:: Your objective ::
Render every line of the data below as one numbered list, leaving out the blank lines.

— Start —

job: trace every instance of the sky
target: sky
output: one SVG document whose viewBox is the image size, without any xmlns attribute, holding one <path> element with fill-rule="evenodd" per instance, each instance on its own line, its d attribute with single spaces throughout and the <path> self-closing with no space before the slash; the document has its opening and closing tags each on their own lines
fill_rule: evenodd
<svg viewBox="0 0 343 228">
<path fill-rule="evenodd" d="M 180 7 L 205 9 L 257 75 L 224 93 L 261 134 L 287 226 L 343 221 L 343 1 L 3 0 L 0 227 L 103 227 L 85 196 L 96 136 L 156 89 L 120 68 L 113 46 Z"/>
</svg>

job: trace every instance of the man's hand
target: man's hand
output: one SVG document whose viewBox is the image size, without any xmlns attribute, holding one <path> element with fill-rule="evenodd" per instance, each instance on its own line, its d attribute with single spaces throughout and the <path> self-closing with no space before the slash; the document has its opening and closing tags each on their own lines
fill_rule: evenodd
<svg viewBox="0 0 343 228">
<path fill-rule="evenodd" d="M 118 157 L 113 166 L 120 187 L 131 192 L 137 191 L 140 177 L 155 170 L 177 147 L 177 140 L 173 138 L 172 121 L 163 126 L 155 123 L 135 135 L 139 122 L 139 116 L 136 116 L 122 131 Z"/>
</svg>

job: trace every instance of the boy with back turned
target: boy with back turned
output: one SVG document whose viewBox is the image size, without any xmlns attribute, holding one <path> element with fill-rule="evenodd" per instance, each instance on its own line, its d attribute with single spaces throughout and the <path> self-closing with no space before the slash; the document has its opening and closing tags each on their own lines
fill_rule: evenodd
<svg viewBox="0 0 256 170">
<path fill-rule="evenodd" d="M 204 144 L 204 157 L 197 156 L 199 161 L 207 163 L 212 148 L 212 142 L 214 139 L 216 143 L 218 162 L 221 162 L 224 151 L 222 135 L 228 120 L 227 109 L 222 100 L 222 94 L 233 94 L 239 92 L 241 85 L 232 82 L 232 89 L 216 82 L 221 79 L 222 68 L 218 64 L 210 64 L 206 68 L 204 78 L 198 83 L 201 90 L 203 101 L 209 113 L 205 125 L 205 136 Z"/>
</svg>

— End —

:: Answer for this exercise ::
1. job: trace every instance of the sky
2. target: sky
3. output: one SVG document whose viewBox is the image size, without any xmlns attribute, holding one <path> element with fill-rule="evenodd" per instance, each instance on its own line, its d attribute with single spaces throughout and the <path> self-closing with no space before the slash; the document has its opening and closing tags each on their own lines
4. fill_rule: evenodd
5. <svg viewBox="0 0 343 228">
6. <path fill-rule="evenodd" d="M 180 7 L 205 9 L 257 75 L 224 93 L 261 134 L 287 226 L 343 221 L 343 1 L 3 0 L 0 227 L 103 227 L 85 196 L 96 136 L 156 89 L 120 68 L 113 46 Z"/>
7. </svg>
8. job: trace every instance of the man's hand
9. target: man's hand
10. output: one SVG document whose viewBox is the image size, without any xmlns attribute, holding one <path> element with fill-rule="evenodd" per instance, each instance on its own line, its d attribute with single spaces throughout and the <path> self-closing with no space before the slash; the document has its opening and closing tags each on their own lines
11. fill_rule: evenodd
12. <svg viewBox="0 0 343 228">
13. <path fill-rule="evenodd" d="M 118 157 L 113 166 L 120 187 L 131 192 L 137 191 L 140 177 L 155 170 L 177 147 L 177 140 L 173 138 L 172 121 L 163 126 L 155 123 L 135 135 L 139 122 L 139 116 L 136 116 L 122 131 Z"/>
14. </svg>
15. job: trace every instance of the boy with back turned
16. target: boy with back turned
17. output: one SVG document whose viewBox is the image size, without any xmlns attribute, holding one <path> element with fill-rule="evenodd" per instance, each instance on its own line, its d attribute with single spaces throughout and the <path> self-closing with no space before the slash; the document has its opening and closing tags each on their own lines
18. fill_rule: evenodd
19. <svg viewBox="0 0 256 170">
20. <path fill-rule="evenodd" d="M 204 144 L 204 157 L 197 156 L 199 161 L 207 163 L 212 148 L 212 142 L 214 139 L 216 143 L 218 162 L 221 162 L 224 151 L 222 135 L 228 120 L 227 109 L 222 100 L 222 94 L 233 94 L 239 92 L 241 85 L 232 82 L 232 89 L 216 82 L 221 79 L 222 68 L 218 64 L 210 64 L 206 68 L 204 78 L 198 83 L 201 90 L 203 101 L 209 113 L 205 125 L 205 136 Z"/>
21. </svg>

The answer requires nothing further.